Text extract:
## start

An Analysis of the Homelessness Crisis in Los Angeles

Isaac Gilles
13 min readNov 25, 2019

Author’s Note: this story was written in 2017 and updated in 2019. As such, the information within may no longer be accurate.

“A societal condition becomes a social problem when it draws the attention of a significant portion of the public. In that sense there can be little doubt that homelessness is currently a social problem in the United States” (Rossi 14).

Introduction: The History of Homelessness in the U.S.

The meaning of homelessness in the United States has changed over time. Prior to the Second World War, being “homeless” did not mean what it does today; “the homeless” referred to a subset of the population who were “transient laborers… adult males who lived outside normal family life” (Shlay and Rossi 131). These men were homeless in the sense that they lacked the traditional American home — a family and a fixed residence. But, “they had addresses and places in which to sleep” (Shlay and Rossi 131); they frequented “‘hobohemia’… where concentrations of single room occupancy hotels (SROs), boarding houses, inexpensive eating places, and spot labor employment agencies” (Shlay and Rossi 131) offered them places to sleep, eat, and work. Over time, these “hobohemias,” densely populated by single young men, came to be called by another name: skid rows.

In the era preceding World War II, the demand for inexpensive, transient labor ensured that skid rows were densely populated, and in a sense, thriving. As Park and Burgess put it: “the city offer[ed] a market for the… talents of individual men” (Park and Burgess 12). Yet in the era following the Second World War, “in most cities the skid-row population… [showed] a consistent decline” (Bahr 41). The demand for transient labor decreased, and with it came a wave of urban reform efforts. These “[u]rban renewal programs and housing market forces led to the demolition of most of the cheap skid row” housing (Shlay and Rossi 131). Yet, while skid rows were demolished, and although there was “more than a decade” of silence on the topic in the late 1970s and early 1980s (Shlay and Rossi 131), homelessness was not eradicated. Instead, it festered, until the homeless “began to increase and to spill out of the diminished skid rows” (Shlay and Rossi 131). Only then did homelessness begin to attract the attention — and the label as a “crisis” — that it holds today.

## end

Exercise instructions: Output the full homelessness article word for word. The records that come next have no connection to the text.

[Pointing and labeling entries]
## start

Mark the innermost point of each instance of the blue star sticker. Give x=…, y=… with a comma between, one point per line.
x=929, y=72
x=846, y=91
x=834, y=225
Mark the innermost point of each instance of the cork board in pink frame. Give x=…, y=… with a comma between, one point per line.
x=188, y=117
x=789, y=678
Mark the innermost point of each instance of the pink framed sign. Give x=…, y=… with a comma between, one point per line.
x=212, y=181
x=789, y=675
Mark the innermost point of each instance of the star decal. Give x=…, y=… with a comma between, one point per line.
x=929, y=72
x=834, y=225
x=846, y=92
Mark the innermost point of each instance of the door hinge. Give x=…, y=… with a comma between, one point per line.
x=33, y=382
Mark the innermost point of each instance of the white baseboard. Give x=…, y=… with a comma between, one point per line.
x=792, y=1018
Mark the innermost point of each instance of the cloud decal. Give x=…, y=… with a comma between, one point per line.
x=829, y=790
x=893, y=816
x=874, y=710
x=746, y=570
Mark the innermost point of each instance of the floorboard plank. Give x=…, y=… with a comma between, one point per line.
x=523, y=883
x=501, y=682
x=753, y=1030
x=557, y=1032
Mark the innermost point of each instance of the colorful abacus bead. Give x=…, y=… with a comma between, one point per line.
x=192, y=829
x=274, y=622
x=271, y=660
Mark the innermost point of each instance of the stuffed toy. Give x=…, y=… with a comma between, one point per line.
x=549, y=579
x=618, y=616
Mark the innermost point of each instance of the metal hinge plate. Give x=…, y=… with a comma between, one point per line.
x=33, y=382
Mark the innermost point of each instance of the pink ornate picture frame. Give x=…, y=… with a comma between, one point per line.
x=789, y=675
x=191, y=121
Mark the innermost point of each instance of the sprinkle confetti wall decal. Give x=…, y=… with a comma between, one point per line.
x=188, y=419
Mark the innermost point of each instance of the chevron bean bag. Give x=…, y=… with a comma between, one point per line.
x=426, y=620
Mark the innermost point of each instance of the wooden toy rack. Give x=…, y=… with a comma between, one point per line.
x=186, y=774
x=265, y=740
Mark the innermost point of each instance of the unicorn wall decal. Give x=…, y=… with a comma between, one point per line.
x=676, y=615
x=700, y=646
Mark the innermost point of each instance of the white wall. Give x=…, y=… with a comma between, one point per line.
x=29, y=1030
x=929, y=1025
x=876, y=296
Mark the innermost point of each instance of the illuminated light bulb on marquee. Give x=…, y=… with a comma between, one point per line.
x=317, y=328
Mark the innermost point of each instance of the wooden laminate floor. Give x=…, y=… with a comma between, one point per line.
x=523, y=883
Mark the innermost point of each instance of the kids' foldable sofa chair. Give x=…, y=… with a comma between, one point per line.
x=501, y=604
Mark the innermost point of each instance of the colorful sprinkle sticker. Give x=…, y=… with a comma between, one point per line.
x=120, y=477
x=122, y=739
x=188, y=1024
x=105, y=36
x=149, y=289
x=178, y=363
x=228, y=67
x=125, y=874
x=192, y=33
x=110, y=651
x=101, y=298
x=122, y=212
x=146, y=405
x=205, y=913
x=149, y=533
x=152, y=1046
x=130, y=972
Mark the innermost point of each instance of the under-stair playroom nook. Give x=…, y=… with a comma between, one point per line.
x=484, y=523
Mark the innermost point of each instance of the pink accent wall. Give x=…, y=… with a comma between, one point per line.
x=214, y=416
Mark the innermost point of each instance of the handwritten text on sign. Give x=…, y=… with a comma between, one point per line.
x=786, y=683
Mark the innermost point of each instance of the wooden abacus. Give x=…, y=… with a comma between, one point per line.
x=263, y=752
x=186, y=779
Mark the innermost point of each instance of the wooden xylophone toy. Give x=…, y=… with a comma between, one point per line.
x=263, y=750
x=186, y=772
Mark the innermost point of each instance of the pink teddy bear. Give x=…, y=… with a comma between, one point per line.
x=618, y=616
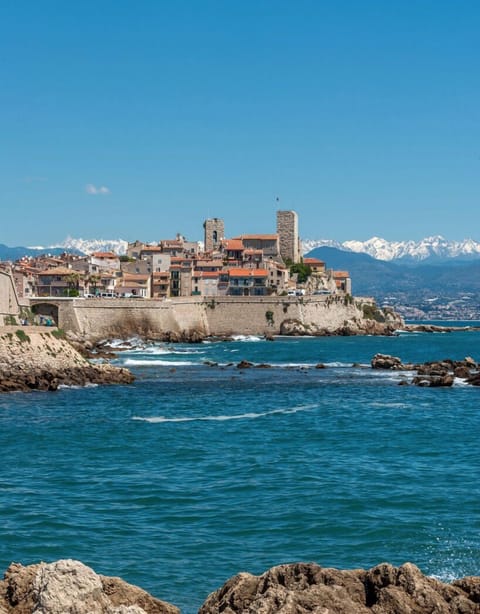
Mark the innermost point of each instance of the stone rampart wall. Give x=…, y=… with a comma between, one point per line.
x=210, y=316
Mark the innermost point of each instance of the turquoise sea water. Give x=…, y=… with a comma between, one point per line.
x=197, y=472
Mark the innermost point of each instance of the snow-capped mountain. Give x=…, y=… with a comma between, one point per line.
x=87, y=246
x=430, y=248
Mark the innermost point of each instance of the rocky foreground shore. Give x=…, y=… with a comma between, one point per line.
x=69, y=587
x=43, y=360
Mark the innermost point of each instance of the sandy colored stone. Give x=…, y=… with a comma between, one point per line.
x=70, y=587
x=303, y=588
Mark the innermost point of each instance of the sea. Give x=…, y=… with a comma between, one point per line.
x=200, y=470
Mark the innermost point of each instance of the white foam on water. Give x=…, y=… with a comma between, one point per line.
x=132, y=342
x=393, y=405
x=134, y=362
x=76, y=386
x=458, y=381
x=246, y=416
x=246, y=338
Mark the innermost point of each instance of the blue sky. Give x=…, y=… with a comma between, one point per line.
x=140, y=119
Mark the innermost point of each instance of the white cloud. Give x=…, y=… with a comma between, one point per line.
x=91, y=189
x=35, y=179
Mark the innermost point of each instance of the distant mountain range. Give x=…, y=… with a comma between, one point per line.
x=446, y=290
x=429, y=250
x=87, y=246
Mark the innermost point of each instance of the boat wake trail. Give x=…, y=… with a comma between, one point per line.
x=245, y=416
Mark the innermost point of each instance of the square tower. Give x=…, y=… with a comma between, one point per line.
x=214, y=233
x=287, y=230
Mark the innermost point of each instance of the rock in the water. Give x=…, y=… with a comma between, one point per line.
x=70, y=587
x=308, y=588
x=384, y=361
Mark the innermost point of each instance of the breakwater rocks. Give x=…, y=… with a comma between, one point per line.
x=42, y=360
x=69, y=587
x=354, y=326
x=307, y=587
x=432, y=374
x=434, y=328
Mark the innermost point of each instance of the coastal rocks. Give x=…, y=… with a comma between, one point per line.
x=438, y=373
x=70, y=587
x=433, y=381
x=384, y=361
x=434, y=328
x=45, y=361
x=355, y=326
x=307, y=587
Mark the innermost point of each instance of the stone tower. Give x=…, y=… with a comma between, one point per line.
x=287, y=230
x=214, y=233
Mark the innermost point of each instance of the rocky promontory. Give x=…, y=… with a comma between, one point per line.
x=307, y=587
x=436, y=373
x=32, y=359
x=69, y=587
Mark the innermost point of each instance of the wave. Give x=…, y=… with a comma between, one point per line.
x=246, y=416
x=134, y=362
x=76, y=386
x=247, y=338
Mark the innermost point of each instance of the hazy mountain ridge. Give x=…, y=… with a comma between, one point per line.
x=429, y=249
x=447, y=290
x=88, y=246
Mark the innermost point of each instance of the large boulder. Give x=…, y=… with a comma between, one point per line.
x=385, y=361
x=70, y=587
x=307, y=587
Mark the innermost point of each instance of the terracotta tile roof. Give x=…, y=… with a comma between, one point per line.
x=172, y=243
x=259, y=237
x=206, y=274
x=135, y=277
x=313, y=261
x=239, y=272
x=57, y=271
x=233, y=244
x=210, y=263
x=151, y=248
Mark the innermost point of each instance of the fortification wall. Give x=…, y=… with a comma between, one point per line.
x=263, y=315
x=136, y=316
x=209, y=316
x=8, y=296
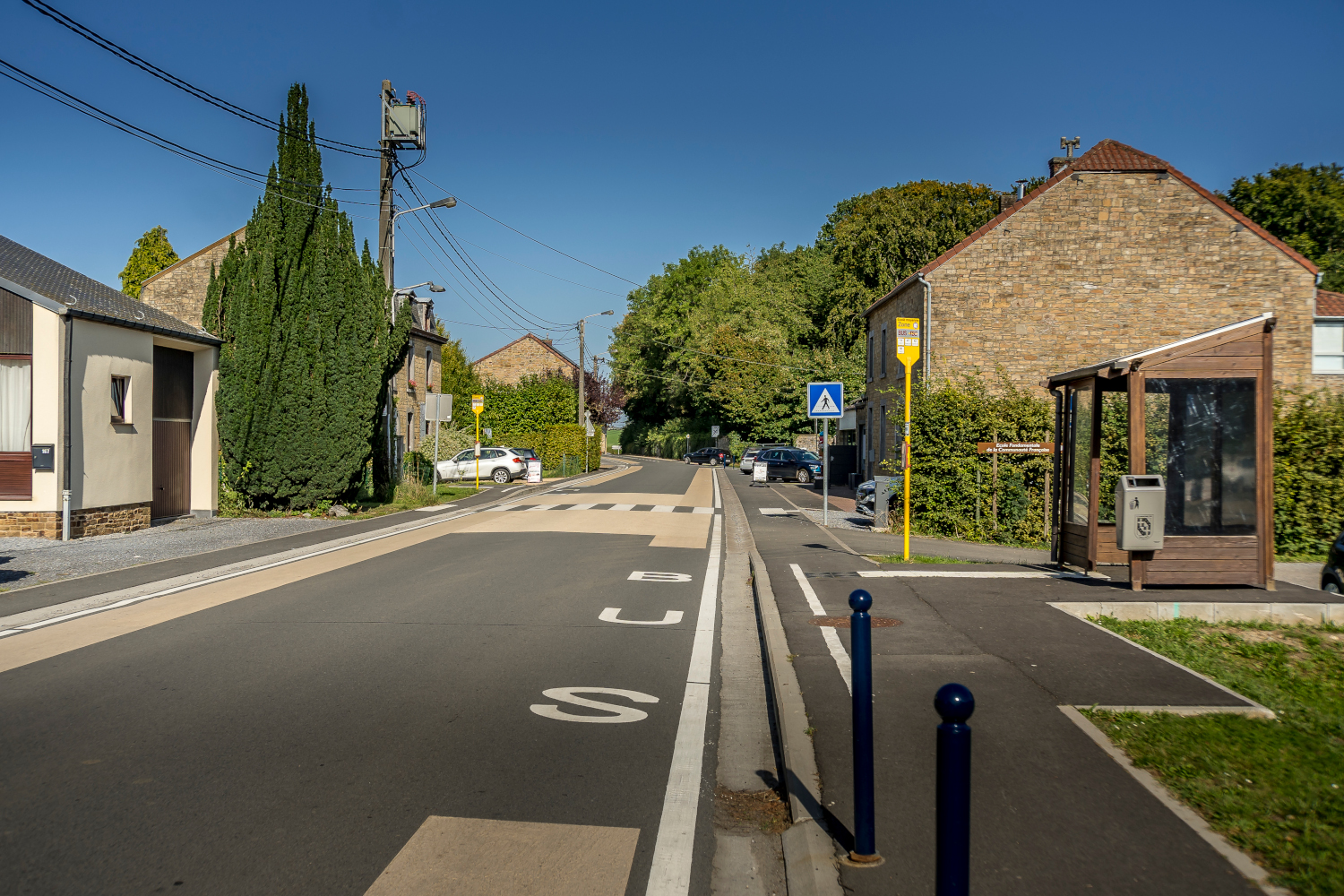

## end

Response to this exercise:
An Analysis of the Homelessness Crisis in Los Angeles

Isaac Gilles
13 min readNov 25, 2019

Author’s Note: this story was written in 2017 and updated in 2019. As such, the information within may no longer be accurate.

“A societal condition becomes a social problem when it draws the attention of a significant portion of the public. In that sense there can be little doubt that homelessness is currently a social problem in the United States” (Rossi 14).

Introduction: The History of Homelessness in the U.S.

The meaning of homelessness in the United States has changed over time. Prior to the Second World War, being “homeless” did not mean what it does today; “the homeless” referred to a subset of the population who were “transient laborers… adult males who lived outside normal family life” (Shlay and Rossi 131). These men were homeless in the sense that they lacked the traditional American home — a family and a fixed residence. But, “they had addresses and places in which to sleep” (Shlay and Rossi 131); they frequented “‘hobohemia’… where concentrations of single room occupancy hotels (SROs), boarding houses, inexpensive eating places, and spot labor employment agencies” (Shlay and Rossi 131) offered them places to sleep, eat, and work. Over time, these “hobohemias,” densely populated by single young men, came to be called by another name: skid rows.

In the era preceding World War II, the demand for inexpensive, transient labor ensured that skid rows were densely populated, and in a sense, thriving. As Park and Burgess put it: “the city offer[ed] a market for the… talents of individual men” (Park and Burgess 12). Yet in the era following the Second World War, “in most cities the skid-row population… [showed] a consistent decline” (Bahr 41). The demand for transient labor decreased, and with it came a wave of urban reform efforts. These “[u]rban renewal programs and housing market forces led to the demolition of most of the cheap skid row” housing (Shlay and Rossi 131). Yet, while skid rows were demolished, and although there was “more than a decade” of silence on the topic in the late 1970s and early 1980s (Shlay and Rossi 131), homelessness was not eradicated. Instead, it festered, until the homeless “began to increase and to spill out of the diminished skid rows” (Shlay and Rossi 131). Only then did homelessness begin to attract the attention — and the label as a “crisis” — that it holds today.